(Beginning of Data)

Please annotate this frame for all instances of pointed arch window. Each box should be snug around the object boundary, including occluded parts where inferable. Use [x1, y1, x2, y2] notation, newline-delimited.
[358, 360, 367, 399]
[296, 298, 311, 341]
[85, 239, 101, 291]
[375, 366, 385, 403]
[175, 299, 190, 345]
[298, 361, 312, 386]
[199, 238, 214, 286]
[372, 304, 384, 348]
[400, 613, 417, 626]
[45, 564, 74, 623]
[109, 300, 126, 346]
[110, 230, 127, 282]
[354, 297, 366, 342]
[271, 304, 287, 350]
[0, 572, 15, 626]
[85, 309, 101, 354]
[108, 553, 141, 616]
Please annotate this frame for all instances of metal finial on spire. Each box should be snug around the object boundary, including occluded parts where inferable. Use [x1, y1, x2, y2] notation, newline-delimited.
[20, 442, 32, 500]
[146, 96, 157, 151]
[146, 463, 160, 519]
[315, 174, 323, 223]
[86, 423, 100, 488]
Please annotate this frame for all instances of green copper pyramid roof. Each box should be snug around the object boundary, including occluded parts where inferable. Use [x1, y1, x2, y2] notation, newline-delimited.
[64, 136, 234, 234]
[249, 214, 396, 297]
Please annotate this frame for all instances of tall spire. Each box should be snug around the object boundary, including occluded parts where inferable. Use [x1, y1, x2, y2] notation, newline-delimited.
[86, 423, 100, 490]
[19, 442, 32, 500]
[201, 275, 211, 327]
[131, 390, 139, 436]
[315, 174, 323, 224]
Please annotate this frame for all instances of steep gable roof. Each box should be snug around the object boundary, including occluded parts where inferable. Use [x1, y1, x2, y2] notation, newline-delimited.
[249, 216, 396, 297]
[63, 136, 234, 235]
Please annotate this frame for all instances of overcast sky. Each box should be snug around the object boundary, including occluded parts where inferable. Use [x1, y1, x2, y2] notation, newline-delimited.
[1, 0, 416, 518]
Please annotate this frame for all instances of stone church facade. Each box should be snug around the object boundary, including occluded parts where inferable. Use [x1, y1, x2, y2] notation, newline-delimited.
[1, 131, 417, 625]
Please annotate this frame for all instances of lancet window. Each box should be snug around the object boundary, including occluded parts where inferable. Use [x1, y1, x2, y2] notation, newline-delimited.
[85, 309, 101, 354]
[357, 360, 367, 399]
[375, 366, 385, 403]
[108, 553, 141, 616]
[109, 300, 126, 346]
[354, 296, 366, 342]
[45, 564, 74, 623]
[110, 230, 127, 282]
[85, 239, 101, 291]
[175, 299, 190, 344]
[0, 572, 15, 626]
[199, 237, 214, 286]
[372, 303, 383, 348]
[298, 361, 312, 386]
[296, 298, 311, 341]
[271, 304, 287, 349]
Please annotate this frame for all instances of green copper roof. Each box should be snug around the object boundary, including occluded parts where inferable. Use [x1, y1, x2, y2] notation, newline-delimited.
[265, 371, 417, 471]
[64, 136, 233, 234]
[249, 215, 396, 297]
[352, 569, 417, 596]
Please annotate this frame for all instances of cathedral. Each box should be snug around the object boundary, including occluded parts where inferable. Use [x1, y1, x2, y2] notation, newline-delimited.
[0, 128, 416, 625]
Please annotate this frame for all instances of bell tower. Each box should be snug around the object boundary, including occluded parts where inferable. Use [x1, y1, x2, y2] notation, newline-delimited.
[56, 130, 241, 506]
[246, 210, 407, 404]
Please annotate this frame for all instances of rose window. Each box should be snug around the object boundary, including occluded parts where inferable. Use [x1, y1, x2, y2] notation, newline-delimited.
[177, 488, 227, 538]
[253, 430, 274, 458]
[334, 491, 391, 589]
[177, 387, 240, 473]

(End of Data)

Task prompt - Output every record above exactly as it was given.

Task output -
Please annotate this frame for all instances of pointed arch window. Each box should be snug around the object boundary, including occluded parts where inferable. Use [x1, y1, x2, y2] notation, newline-delimited.
[358, 360, 367, 399]
[296, 298, 311, 341]
[85, 239, 101, 291]
[375, 366, 385, 403]
[175, 299, 190, 345]
[298, 361, 312, 386]
[199, 238, 214, 286]
[372, 304, 384, 348]
[400, 613, 417, 626]
[45, 564, 74, 623]
[109, 300, 126, 346]
[110, 230, 127, 282]
[354, 297, 366, 342]
[271, 304, 287, 350]
[0, 572, 15, 626]
[85, 309, 101, 354]
[108, 553, 141, 616]
Please annotate this frame for all instances of metal finial on spire. Each box should be snug around the object boundary, including occluded parts where inferable. Use [x1, y1, x2, y2] notation, newline-delimited.
[20, 442, 32, 500]
[146, 96, 157, 151]
[146, 463, 160, 519]
[315, 174, 323, 223]
[86, 423, 100, 488]
Please annotate this frame for all instances of green copper pyramid roof. Each box should be snug around the object boundary, including occluded parts where inferable. Use [x1, y1, x2, y2] notation, newline-delimited.
[64, 136, 234, 234]
[249, 214, 396, 297]
Please annotate this frame for all instances of tall spire. Each box should be snug around the object boundary, including occluded parts where inferable. Use [x1, y1, x2, y2] notation, newline-delimited.
[86, 423, 100, 490]
[19, 442, 32, 500]
[201, 275, 211, 327]
[131, 390, 139, 436]
[315, 174, 323, 224]
Please annotate this frame for all instances of steep gable roof. Each box should be snug around the object boundary, including occluded parts where inferable. Use [x1, y1, x2, y2] notation, newline-delimited.
[249, 216, 396, 297]
[63, 136, 234, 235]
Please annotate this frame for all instances of overcast sky. Each box should be snug around the object boundary, including occluded parts where inferable. Use [x1, y1, x2, y2] notation, newline-delimited.
[1, 0, 416, 518]
Please annotate this frame for all instances of stone church facade. Each box should be snug around the object boundary, including occluded parts where inferable. Use [x1, y1, x2, y2] notation, newline-delimited.
[1, 131, 417, 625]
Please annotate this frame for all instances of lancet window. Each box should be snug around the object boundary, including occluded parts where inferable. Use [x1, y1, x2, y2] notation, newline-delimited.
[85, 309, 101, 354]
[357, 360, 367, 399]
[375, 366, 385, 403]
[108, 553, 141, 616]
[109, 300, 126, 346]
[354, 296, 366, 342]
[45, 564, 74, 623]
[110, 230, 127, 282]
[85, 239, 101, 291]
[175, 299, 190, 344]
[0, 572, 15, 626]
[199, 237, 214, 286]
[372, 303, 383, 348]
[298, 361, 312, 386]
[296, 298, 311, 341]
[271, 304, 287, 349]
Please annotate this frame for all instances of green copper roof. Each box should be snug around the object boundary, including occluded parts where inferable. Use [x1, y1, x2, y2] notation, newline-delimited.
[265, 371, 417, 471]
[64, 136, 233, 234]
[249, 215, 396, 297]
[352, 569, 417, 596]
Please annotate this frame for all instances of cathedral. Each box should be snug around the object boundary, including occluded parts where inferable. Use [x1, y1, x2, y2] notation, newline-delimited.
[0, 128, 416, 625]
Please annotate this frame for all instances of bell tower. Each box should be snug around the object boundary, including occluded parts where inferable. Use [x1, y1, x2, y2] notation, newline-delimited.
[56, 130, 241, 506]
[246, 210, 407, 404]
Please annotate this frame for all instances of rose window. Each box should be snug around the object boundary, including occluded parts where inferable. Use [x1, y1, x2, y2] notation, newline-delimited.
[177, 488, 227, 538]
[253, 430, 274, 458]
[334, 491, 391, 589]
[177, 387, 240, 473]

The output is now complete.